PASAJE PROPORCIONADO —
Un elemento más resulta clave en el factor Colombia: la frontera. Más de dos mil kilómetros donde en el lado colombiano operan grupos paramilitares, narcotraficantes, y se desarrolla el contrabando de extracción. El gobierno colombiano, desde Álvaro Uribe –padre político de Duque-, legalizó el contrabando, en particular de gasolina. Fue en zona de frontera colombiana, cercano a donde estuvo Nikki Haley, donde se entrenaron quienes intentaron el asesinato con drones, justamente por tratarse de un territorio con alto desarrollo paramilitar.

Desde allí han ingresado fuerzas paramilitares que se han arraigado, propagado su forma de despliegue territorial bajo terror, y han actuado en la violencia de abril-julio del 2017. La hipótesis de acciones violentas se relacionan directamente con ese desarrollo: fuerzas irregulares financiadas, entrenadas, dirigidas desde el uribismo y los EEUU.

Factor migración

Las cámaras, tapas de diarios, discursos de gobiernos, se han orientado hasta la saturación hacia lo que presentan como el “éxodo” y los “refugiados”. No se trata de una repentina preocupación sino una coordinación para imponer esa idea, de manea a generar en la opinión pública la convicción de que es necesario intervenir. Es el punto de apoyo para convocar a la comunidad internacional y justificar posibles acciones.

Algunos de esas acciones recientes han sido el envío de Cascos Blancos argentinos a la frontera colombo-venezolana, la declaración de emergencia sanitaria por causa de la inmigración venezolana por parte del gobierno de Perú, la decisión del gobierno de Brasil desplegar la Fuerza Armada en la frontera con Venezuela, y las declaraciones de preocupación y entrega de dinero por parte de la Unión Europea.

El tratamiento dado a la situación de la emigración venezolana evidencia su utilización para construir un escenario de aislamiento y presión internacional. No es el primer caso en la historia. La emigración es real, es parte de los efectos del cuadro económico y otros elementos como las promesas de que fuera habrá trabajo/techo/dólares, pero no lo es en las dimensiones en las que se la construye mediáticamente. La preocupación por parte de las grandes cadenas de televisión y periódicos nunca estuvo, por ejemplo, con la emigración colombiana que, tan solo en Venezuela, se eleva a cerca de 5 millones 600 mil personas.

MATERIAL MOSTRADO —
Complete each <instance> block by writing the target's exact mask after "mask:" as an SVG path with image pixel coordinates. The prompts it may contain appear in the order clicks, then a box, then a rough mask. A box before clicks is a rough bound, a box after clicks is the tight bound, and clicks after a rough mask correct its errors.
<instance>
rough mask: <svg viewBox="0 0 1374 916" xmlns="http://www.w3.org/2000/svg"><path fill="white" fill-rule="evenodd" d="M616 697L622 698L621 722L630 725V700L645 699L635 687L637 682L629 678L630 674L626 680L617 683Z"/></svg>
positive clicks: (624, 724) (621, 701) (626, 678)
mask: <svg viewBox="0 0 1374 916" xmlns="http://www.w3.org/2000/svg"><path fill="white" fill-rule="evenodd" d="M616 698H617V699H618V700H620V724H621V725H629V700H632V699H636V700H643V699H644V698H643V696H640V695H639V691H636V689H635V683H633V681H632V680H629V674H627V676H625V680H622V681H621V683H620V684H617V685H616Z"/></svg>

PREGUNTAS —
• A. Reproduce literalmente el fragmento del texto sobre la frontera y la migración venezolana que empieza por "Desde allí han" y sigue hasta "justificar posibles acciones.".
• B. Escribe una continuación del texto sobre la frontera y la migración venezolana a partir de su última oración.
Los datos no son necesarios para resolver nada.

RESULTADOS POR TAREA —
• A.
Desde allí han ingresado fuerzas paramilitares que se han arraigado, propagado su forma de despliegue territorial bajo terror, y han actuado en la violencia de abril-julio del 2017. La hipótesis de acciones violentas se relacionan directamente con ese desarrollo: fuerzas irregulares financiadas, entrenadas, dirigidas desde el uribismo y los EEUU.

Factor migración

Las cámaras, tapas de diarios, discursos de gobiernos, se han orientado hasta la saturación hacia lo que presentan como el “éxodo” y los “refugiados”. No se trata de una repentina preocupación sino una coordinación para imponer esa idea, de manea a generar en la opinión pública la convicción de que es necesario intervenir. Es el punto de apoyo para convocar a la comunidad internacional y justificar posibles acciones.

• B.
El próximo cinco de septiembre tendrá lugar una reunión especial de la Organización de Estados Americanos para “considerar la crisis migratoria originada por la situación en Venezuela”. Otra pieza en la construcción del tablero intervencionista.

Todas las cartas

¿Habrá una intervención internacional? Se puede afirmar que existe un escenario en construcción, una voluntad por parte de sectores políticos nacionales e internacionales, una medición de cómo podría ser: vías, actores, pretextos, tiempos. Por el momento aumentan la presión, amplían posiciones, rodean, buscan convencer. Los EEUU desarrollan todas las cartas, utilizan una u otra según el escenario que esté ya conformado o busquen acelera, y según los resultados. La apuesta por la oposición venezolana y las elecciones ha llevado a una sucesión de derrotas.

Lo que parece seguro es que anunciarán nuevos ataques contra la economía como parte del bloqueo ya declarado contra Venezuela. Es en la economía donde se juega hoy una de las principales batallas: el gobierno necesita a toda costa estabilizarla, y el bloque adverso hará lo posible para que el cuadro empeore y eso genere condiciones para nuevas acciones.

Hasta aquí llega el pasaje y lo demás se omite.